>> begin Items
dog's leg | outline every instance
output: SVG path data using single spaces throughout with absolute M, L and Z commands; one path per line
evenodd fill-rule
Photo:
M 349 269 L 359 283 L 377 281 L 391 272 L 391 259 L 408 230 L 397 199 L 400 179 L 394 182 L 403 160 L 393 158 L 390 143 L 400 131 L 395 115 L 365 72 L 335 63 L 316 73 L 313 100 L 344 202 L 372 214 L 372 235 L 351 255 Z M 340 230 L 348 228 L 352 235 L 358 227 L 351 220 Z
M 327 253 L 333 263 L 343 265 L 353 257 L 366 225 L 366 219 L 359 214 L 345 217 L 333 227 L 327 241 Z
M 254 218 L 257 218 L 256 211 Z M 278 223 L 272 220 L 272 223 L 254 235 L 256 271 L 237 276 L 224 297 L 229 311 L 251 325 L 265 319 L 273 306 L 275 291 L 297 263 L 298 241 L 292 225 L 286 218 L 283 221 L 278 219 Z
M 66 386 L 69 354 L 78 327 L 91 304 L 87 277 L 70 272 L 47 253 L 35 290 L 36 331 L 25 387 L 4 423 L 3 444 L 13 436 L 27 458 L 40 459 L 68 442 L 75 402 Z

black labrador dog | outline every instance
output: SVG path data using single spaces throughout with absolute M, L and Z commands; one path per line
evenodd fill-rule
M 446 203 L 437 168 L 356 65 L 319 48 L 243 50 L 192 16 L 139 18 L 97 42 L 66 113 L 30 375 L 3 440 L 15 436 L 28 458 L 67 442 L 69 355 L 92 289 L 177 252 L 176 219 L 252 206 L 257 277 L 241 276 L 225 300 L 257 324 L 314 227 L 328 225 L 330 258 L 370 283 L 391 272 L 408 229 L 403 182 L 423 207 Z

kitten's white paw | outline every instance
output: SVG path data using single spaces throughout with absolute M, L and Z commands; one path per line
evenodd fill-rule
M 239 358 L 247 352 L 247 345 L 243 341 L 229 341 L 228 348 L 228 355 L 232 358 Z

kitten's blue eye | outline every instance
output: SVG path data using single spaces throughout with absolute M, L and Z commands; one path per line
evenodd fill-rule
>> end Items
- Short problem
Rewrite the data from the beginning through the line containing "M 446 203 L", replacing "dog's leg" with "dog's hind leg" and leaving everything else unchanged.

- Correct output
dog's hind leg | outline every instance
output: SVG path data using single spaces throughout with absolute M, L and Z commands; one path per line
evenodd fill-rule
Photo:
M 349 269 L 359 283 L 377 281 L 391 272 L 391 259 L 408 230 L 397 199 L 400 179 L 394 182 L 403 160 L 393 158 L 390 143 L 400 131 L 395 115 L 365 72 L 335 63 L 316 73 L 313 100 L 344 202 L 372 214 L 372 235 L 351 255 Z M 340 230 L 348 228 L 352 235 L 358 227 L 351 220 Z
M 327 253 L 333 263 L 343 265 L 353 257 L 366 225 L 366 219 L 359 214 L 345 217 L 333 227 L 327 241 Z
M 254 218 L 257 218 L 256 211 Z M 278 223 L 272 220 L 272 223 L 254 235 L 256 271 L 237 276 L 224 297 L 229 311 L 251 325 L 265 319 L 273 306 L 275 291 L 297 263 L 298 241 L 292 225 L 286 218 L 283 221 L 278 219 Z
M 66 386 L 69 354 L 78 327 L 91 304 L 87 277 L 70 272 L 47 253 L 35 290 L 36 331 L 25 387 L 4 423 L 3 444 L 13 436 L 27 458 L 40 459 L 68 442 L 75 402 Z

black labrador dog | outline every instance
output: SVG path data using single spaces throughout with absolute M, L and Z commands; one path per line
evenodd fill-rule
M 446 203 L 437 168 L 356 65 L 319 48 L 243 50 L 192 16 L 139 18 L 97 42 L 66 113 L 30 375 L 3 440 L 15 436 L 28 458 L 67 442 L 69 355 L 92 289 L 177 252 L 176 219 L 252 206 L 257 277 L 241 276 L 225 300 L 257 324 L 314 227 L 328 225 L 330 258 L 370 283 L 391 272 L 408 229 L 403 182 L 423 207 Z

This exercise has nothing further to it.